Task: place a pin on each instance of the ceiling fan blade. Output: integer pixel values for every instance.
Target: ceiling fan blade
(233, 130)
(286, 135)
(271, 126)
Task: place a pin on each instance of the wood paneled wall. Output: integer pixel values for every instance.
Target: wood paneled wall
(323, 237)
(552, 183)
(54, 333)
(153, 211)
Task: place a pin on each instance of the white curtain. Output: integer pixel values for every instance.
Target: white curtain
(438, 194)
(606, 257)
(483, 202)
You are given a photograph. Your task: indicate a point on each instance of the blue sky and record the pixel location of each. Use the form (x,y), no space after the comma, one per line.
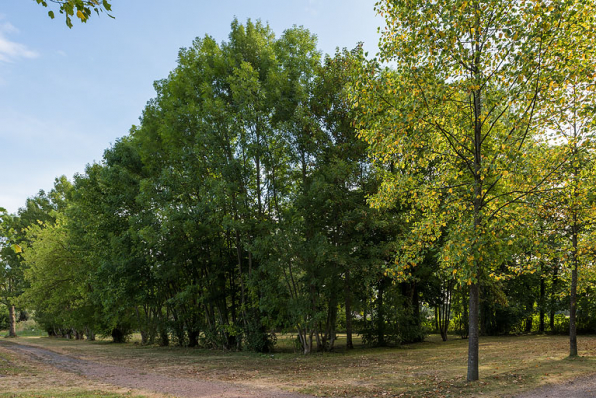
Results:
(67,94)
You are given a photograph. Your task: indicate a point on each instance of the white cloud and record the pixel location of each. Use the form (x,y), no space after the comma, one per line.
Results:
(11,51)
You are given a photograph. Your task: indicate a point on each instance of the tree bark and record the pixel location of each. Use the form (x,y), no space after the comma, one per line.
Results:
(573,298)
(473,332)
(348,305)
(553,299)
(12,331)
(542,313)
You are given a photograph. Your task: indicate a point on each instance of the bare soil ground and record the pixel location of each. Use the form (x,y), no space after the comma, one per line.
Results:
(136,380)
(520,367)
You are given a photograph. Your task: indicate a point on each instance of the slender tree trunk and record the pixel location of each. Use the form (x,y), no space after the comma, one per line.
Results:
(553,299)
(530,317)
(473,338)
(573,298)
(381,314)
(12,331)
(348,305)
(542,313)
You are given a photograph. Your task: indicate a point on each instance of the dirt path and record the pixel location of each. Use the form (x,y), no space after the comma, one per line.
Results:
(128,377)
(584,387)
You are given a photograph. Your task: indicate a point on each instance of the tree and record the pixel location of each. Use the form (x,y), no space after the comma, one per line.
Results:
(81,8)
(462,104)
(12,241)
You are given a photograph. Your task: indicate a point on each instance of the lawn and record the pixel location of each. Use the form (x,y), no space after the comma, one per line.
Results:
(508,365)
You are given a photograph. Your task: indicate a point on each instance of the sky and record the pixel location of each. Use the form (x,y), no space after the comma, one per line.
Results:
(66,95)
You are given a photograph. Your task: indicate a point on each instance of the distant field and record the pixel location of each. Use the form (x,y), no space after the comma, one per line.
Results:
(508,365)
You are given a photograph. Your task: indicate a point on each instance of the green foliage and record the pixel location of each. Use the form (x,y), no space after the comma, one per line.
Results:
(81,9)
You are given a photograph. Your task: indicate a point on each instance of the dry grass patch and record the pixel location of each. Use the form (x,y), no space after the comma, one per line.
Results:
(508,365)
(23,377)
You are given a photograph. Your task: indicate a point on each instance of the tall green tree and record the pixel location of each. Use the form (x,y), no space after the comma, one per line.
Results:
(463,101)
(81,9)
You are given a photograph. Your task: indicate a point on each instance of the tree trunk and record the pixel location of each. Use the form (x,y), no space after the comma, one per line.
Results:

--

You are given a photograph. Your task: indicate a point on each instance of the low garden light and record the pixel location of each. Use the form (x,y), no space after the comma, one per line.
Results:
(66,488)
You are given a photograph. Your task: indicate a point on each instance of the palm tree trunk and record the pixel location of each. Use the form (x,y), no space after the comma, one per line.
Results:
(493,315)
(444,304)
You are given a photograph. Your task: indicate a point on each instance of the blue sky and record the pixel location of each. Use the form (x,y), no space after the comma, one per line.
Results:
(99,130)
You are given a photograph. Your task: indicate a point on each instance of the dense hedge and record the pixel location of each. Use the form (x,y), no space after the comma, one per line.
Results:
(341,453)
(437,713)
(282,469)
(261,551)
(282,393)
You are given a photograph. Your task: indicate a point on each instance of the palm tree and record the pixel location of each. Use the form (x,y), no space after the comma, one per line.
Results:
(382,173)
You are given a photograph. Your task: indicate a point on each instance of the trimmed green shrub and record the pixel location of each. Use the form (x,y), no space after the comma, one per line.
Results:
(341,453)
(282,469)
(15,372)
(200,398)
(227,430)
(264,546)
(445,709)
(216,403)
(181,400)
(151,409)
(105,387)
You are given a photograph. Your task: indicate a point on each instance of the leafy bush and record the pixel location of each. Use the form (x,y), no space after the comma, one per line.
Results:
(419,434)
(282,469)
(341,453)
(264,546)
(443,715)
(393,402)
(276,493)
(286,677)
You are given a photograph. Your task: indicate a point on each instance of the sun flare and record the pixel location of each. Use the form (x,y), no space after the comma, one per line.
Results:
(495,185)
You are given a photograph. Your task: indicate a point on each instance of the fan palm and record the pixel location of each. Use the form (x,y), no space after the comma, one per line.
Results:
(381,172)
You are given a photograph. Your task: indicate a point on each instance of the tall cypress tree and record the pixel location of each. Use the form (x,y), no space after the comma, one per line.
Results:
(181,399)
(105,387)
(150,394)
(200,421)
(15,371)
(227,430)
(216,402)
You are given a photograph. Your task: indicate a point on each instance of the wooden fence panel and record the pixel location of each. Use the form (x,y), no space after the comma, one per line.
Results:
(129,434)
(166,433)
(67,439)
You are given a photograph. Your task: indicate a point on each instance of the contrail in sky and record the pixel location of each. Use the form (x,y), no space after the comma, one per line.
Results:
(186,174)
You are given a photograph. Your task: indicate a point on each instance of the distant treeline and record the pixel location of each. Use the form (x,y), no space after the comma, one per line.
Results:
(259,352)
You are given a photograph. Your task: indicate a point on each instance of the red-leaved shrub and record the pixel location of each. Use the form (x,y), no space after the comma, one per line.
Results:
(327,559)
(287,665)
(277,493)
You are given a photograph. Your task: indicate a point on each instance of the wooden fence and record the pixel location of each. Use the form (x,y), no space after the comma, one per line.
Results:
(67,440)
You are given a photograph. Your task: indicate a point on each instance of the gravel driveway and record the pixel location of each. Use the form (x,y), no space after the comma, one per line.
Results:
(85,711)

WORK TO BE COMPLETED: All lines above from the one containing "Target: ceiling fan blade" to the one containing "Task: place a pin on each instance of the white" must be repeated exactly, both lines included, and no others.

ANSWER TO THE EXERCISE:
Target: ceiling fan blade
(233, 130)
(286, 135)
(271, 126)
Task: place a pin on each instance of the wood paneled wall. Output: integer pixel values for every instance.
Target: wood paneled wall
(323, 237)
(552, 183)
(54, 333)
(153, 211)
Task: place a pin on each instance of the white curtain. Output: integer pixel values for every instance.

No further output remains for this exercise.